**Fragmento del documento:**
((

Después de varias escaramuzas y forcejeos preliminares, los dos nuevos cónsules, con la esperanza de acabar con la presencia cartaginesa en suelo itálico, aceptaron el reto. El encuentro entre ambas formaciones tuvo lugar en el amanecer del día 2 de agosto. Ocho legiones, reforzadas por los aliados itálicos, con unos ochenta mil infantes y más de seis mil jinetes, se aproximaron al campamento púnico. «Jamás hasta la fecha —asegura Pedro Barceló— Roma había llegado a movilizar tan impresionante y cuantiosa masa de hombres en armas». En opinión de este experto, frente a la superioridad numérica romana Aníbal contaba a su favor con el terreno, favorable a la acción de su caballería.
Varrón, a quien correspondía el mando el día de la batalla de Cannas, es presentado por las fuentes antiguas como un hombre de naturaleza descuidada y que estaba determinado a vencer a Aníbal. Según Livio era «despiadado y vehemente», además de «arrogante» y «supersticioso». La cuestión era que ese día estaba al mando del ejército romano. Optó por un despliegue táctico tradicional: estableció su ejército con la infantería en el centro, flanqueada a ambos lados por la caballería.

))

**Datos proporcionados:**
((

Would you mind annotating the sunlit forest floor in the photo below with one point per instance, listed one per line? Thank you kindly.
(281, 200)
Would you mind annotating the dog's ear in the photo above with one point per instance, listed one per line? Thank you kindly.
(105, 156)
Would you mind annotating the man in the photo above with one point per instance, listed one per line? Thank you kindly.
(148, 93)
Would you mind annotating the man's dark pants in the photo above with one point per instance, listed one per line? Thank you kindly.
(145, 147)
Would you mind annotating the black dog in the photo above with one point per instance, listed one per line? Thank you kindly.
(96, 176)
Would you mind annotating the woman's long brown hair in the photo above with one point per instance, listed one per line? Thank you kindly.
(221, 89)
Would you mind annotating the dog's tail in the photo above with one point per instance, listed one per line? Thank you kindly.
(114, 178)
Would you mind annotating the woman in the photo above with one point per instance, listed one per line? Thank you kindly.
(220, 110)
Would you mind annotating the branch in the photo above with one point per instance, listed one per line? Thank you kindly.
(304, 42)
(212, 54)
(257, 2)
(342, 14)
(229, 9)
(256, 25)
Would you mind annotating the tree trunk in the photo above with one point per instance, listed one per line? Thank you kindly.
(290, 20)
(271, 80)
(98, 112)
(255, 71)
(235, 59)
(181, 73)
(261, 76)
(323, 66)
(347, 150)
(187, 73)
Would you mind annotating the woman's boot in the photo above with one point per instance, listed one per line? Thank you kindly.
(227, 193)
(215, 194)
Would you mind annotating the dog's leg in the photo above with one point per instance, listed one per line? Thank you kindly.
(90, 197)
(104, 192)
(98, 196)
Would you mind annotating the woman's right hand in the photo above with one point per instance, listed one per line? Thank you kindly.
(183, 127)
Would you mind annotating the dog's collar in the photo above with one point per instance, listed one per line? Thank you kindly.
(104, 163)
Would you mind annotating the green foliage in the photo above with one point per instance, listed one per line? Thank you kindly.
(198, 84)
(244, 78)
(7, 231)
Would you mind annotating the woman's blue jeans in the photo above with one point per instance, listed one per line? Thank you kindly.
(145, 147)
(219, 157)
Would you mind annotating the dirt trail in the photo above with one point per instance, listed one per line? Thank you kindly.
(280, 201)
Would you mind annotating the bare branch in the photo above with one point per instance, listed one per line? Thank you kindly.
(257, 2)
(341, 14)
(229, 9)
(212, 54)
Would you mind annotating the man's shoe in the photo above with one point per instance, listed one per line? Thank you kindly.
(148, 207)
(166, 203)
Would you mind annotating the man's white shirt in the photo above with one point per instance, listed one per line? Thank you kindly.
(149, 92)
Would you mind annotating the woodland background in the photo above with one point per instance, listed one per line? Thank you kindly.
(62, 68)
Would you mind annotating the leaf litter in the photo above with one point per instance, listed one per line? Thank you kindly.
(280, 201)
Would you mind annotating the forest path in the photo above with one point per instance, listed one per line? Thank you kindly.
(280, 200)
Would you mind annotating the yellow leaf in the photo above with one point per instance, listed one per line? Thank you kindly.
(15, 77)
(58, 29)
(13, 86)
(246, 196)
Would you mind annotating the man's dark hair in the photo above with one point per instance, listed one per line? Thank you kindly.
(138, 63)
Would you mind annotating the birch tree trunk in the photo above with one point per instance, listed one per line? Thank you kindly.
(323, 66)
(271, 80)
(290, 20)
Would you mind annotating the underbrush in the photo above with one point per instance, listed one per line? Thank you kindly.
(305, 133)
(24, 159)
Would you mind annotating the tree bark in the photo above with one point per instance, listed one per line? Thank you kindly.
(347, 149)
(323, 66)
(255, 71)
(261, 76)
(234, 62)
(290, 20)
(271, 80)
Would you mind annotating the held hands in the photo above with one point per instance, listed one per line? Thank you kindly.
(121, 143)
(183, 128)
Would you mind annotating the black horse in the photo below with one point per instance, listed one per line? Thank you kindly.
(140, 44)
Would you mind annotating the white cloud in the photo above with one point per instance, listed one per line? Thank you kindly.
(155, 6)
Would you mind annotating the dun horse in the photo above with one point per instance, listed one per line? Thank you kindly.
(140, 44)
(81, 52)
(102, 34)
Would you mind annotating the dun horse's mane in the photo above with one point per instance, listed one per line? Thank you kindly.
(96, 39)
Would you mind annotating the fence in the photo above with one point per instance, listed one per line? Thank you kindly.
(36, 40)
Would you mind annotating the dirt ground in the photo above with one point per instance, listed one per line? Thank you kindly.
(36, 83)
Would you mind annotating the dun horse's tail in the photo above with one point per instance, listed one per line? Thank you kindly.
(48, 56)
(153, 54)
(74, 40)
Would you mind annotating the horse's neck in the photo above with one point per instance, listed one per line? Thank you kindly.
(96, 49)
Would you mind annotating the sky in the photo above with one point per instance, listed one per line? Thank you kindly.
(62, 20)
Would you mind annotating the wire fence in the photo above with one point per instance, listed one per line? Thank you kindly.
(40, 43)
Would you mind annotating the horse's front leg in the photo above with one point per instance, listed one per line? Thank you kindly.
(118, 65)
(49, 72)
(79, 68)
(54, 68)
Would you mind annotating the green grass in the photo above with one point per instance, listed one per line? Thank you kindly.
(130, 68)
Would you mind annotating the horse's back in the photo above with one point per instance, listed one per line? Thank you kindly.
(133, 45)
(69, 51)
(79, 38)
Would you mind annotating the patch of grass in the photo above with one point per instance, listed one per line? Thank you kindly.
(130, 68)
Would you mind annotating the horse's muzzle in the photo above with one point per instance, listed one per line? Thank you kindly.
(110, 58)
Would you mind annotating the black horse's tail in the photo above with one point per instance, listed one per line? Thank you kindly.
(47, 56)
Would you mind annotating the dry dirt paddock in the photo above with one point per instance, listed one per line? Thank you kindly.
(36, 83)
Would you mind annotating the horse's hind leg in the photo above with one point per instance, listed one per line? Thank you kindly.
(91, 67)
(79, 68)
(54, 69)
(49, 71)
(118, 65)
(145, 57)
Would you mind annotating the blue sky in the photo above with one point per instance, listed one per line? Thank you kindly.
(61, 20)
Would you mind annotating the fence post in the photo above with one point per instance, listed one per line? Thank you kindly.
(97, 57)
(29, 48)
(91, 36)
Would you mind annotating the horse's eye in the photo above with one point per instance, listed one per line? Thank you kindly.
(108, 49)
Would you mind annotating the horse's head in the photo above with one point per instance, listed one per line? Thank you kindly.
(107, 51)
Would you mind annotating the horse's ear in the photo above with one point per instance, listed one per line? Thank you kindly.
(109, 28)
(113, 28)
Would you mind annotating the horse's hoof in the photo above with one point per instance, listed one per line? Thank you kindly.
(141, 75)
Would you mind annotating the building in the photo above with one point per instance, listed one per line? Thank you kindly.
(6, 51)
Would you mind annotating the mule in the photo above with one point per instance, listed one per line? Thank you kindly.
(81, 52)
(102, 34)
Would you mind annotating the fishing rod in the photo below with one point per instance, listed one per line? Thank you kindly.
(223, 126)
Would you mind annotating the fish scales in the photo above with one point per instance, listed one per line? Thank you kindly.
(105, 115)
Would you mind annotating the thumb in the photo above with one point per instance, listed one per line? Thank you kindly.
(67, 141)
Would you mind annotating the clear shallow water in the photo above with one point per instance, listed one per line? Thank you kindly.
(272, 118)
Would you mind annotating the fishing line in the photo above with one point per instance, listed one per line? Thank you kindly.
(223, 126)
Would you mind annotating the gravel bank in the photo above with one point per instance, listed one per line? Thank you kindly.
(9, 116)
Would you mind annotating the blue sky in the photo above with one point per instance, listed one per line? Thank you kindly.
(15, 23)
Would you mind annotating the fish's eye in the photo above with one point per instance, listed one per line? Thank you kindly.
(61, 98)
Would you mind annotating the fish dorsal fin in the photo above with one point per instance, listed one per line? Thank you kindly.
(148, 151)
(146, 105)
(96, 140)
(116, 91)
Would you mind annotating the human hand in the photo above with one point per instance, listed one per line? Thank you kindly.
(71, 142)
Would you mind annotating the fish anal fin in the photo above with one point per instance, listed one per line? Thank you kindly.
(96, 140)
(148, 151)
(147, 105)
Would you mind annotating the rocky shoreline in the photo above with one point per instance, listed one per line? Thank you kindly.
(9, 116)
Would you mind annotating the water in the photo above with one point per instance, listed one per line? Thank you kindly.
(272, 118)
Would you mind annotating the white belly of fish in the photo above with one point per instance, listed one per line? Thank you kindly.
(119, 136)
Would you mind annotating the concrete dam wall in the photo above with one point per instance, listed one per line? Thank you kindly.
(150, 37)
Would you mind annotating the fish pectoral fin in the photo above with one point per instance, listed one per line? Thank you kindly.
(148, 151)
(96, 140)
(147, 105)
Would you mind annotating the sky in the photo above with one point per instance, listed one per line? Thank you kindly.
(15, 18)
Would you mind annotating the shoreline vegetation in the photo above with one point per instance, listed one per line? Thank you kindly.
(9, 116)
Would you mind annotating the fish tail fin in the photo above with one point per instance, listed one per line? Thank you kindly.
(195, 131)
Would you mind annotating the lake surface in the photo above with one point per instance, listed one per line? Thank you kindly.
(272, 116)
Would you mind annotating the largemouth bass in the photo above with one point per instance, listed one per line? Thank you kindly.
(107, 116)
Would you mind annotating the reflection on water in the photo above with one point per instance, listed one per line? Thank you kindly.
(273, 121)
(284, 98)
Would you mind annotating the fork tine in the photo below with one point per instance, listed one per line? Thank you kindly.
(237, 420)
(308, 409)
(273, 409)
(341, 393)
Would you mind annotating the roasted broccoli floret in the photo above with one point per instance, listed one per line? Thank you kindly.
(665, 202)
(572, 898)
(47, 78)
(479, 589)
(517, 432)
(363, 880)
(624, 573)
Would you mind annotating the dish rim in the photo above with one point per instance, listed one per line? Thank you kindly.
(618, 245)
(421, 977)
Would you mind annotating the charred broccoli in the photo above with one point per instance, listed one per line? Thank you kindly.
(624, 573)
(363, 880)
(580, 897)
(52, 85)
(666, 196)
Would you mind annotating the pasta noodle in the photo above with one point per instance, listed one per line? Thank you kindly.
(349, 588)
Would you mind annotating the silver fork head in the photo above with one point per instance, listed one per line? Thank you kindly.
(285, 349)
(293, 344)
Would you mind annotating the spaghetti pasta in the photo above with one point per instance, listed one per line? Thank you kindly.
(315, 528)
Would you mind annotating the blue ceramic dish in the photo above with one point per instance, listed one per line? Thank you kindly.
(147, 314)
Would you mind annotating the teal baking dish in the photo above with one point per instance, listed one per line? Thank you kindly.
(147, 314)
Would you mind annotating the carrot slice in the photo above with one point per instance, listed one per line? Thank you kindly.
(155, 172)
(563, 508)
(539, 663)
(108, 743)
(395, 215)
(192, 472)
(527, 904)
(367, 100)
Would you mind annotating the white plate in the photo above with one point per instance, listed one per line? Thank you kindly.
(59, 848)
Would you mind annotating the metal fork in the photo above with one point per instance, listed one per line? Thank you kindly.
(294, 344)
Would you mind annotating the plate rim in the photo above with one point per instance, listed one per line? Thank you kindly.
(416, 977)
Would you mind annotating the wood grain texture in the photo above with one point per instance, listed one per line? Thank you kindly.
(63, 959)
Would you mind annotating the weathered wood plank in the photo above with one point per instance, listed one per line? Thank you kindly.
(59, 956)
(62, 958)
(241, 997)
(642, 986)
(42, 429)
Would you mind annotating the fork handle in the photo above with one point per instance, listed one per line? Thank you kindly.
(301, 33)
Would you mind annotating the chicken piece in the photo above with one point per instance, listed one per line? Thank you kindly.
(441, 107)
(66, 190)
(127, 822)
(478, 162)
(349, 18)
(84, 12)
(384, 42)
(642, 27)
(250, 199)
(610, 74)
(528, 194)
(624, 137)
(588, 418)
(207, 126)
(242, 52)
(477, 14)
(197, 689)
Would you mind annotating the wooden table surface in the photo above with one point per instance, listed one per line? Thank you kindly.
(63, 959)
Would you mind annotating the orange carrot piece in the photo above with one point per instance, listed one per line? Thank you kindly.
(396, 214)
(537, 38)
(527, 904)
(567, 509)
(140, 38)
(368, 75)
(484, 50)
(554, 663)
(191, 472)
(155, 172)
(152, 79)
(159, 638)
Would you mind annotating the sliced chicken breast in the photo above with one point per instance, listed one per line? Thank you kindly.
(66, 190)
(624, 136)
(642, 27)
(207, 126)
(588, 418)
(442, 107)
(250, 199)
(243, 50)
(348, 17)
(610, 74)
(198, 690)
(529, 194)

))

**La tarea:**
Transcribe, del texto sobre la batalla de Cannas, el pasaje que va desde "Varrón, a quien" hasta "por la caballería.".

**Resultado completo:**
Varrón, a quien correspondía el mando el día de la batalla de Cannas, es presentado por las fuentes antiguas como un hombre de naturaleza descuidada y que estaba determinado a vencer a Aníbal. Según Livio era «despiadado y vehemente», además de «arrogante» y «supersticioso». La cuestión era que ese día estaba al mando del ejército romano. Optó por un despliegue táctico tradicional: estableció su ejército con la infantería en el centro, flanqueada a ambos lados por la caballería.